Short exercise - Copy the material below line for line, without changing a single character.

Dataset records -

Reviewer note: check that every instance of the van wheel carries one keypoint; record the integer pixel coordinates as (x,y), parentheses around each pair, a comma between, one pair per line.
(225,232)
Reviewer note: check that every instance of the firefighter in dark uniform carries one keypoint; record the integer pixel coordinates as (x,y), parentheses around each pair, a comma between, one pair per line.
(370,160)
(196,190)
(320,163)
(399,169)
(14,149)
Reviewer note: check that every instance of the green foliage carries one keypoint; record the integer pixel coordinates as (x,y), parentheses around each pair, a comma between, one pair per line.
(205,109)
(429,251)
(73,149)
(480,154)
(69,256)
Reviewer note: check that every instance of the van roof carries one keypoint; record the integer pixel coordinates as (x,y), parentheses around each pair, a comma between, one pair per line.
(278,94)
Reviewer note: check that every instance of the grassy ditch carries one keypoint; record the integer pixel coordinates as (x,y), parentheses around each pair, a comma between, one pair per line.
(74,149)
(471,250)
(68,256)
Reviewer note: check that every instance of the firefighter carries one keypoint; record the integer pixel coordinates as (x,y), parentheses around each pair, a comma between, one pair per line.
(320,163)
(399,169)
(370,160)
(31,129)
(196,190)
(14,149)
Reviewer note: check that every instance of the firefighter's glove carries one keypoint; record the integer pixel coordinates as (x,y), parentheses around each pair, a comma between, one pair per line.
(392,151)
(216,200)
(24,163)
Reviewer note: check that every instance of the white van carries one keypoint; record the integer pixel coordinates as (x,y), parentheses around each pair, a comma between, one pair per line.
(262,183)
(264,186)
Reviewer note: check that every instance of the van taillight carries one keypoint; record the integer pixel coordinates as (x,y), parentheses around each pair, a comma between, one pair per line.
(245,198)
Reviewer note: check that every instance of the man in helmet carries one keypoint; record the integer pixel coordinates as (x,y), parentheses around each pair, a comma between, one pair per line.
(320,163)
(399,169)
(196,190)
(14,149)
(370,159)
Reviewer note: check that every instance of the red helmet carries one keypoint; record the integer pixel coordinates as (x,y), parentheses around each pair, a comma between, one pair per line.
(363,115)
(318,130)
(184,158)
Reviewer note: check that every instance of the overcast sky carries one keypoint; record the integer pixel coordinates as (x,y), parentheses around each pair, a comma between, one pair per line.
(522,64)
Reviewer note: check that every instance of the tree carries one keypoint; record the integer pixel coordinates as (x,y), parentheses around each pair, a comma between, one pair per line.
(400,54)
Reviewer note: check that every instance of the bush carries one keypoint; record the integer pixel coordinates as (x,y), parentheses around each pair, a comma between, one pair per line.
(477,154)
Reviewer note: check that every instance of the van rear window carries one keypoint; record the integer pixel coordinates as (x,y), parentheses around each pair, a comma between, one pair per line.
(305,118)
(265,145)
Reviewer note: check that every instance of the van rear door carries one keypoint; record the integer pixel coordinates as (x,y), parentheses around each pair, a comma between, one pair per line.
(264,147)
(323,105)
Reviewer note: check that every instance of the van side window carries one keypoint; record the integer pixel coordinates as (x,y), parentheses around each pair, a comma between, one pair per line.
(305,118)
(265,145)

Right answer -
Reviewer note: check that every instance of the van wheel carries one keypoint; record the integer pixel coordinates as (x,y), parentheses around each pair, a comma between, one pair per line.
(225,232)
Reviewer note: check that every instance of the firefighter in dark uniform carries one keypoint; record the integer pixel coordinates as (x,y), parentheses around each pair, a comma between, one pair per line.
(370,160)
(196,190)
(320,163)
(399,169)
(14,149)
Reviewer note: check that every instance of the green foliage carries one keypoint; record the integer pixel coordinates as (x,y), parentheses around each pair, a comma between, one pair per line.
(205,109)
(429,251)
(73,149)
(480,154)
(69,256)
Reviewer note: check that every instance of the van roof carries one keypoint; record the integer pixel coordinates as (x,y), parentheses around each pair, a comma between, one pair per line.
(278,94)
Reviewer note: check that every instance of the grassy ditch carries one keypoint; record the integer pixel coordinates as (x,y), parentheses around each pair, a comma between, one pair per line.
(74,149)
(471,250)
(68,256)
Reviewer note: check that every instance of the firefighter carries one keypoint; record the integer pixel coordinates as (x,y), parentheses around each pair, a comma between, one pair per line.
(320,163)
(399,169)
(370,160)
(31,129)
(196,190)
(14,149)
Reviewer note: check that every instance of the firefighter's glove carries one keypoint; record the integer pixel coordinates as (x,y), parentheses around each pair, a comma between, one pair per line.
(392,151)
(216,200)
(24,163)
Reviewer note: check that every instance of the white van carries one keypoint; record the integer pixel coordinates as (x,y), parentheses around each pair, a comma between, one pair per line.
(262,183)
(264,186)
Reviewer note: check that every instance of the van taillight carries one keypoint; record the integer pixel coordinates as (x,y), parentheses around each pair, a comma between, one pair per line.
(245,198)
Reviewer note: check that every instance of the man in helmet carries one keypoint; record the integer pixel coordinates as (x,y), parentheses around each pair, a comma between, one pair per line.
(320,163)
(399,169)
(196,190)
(14,149)
(370,159)
Reviewer note: check that every instance of the red helmet carries one keypoint; record the integer pixel coordinates as (x,y), parentheses around each pair, a comma between, one pair per line.
(363,115)
(318,130)
(184,158)
Reviewer note: check that every instance of the overcast sky carries one keypoint; record the integer pixel coordinates as (x,y), parentheses around each pair, a comma between, one pair per line.
(522,64)
Reviewer note: check that every instance of the tree carries one keypoint; record the integer pixel coordinates as (x,y), parentheses around each pair, a comma between, one pair per line.
(400,54)
Reviewer note: check that every instance of the bush carries one keypoint; record the integer pixel coordinates as (x,y), parentheses around each pair, a comma between, one pair per line.
(477,154)
Reviewer note: check that every instance of the van rear window carries one keypoint; record the integer pixel coordinates as (x,y), parentheses around each pair, a comma between, one pair per line.
(305,118)
(265,145)
Reviewer note: check that every instance of the van rear door carries one keypoint; record the integer pixel coordinates as (x,y), parentheses around each pair, a comma between, one pair per line.
(264,147)
(323,105)
Reviewer note: check that every instance of the van side window carries one keypoint; record the integer pixel coordinates as (x,y), parentheses around each pair, a comma between, one pair per line.
(305,118)
(265,145)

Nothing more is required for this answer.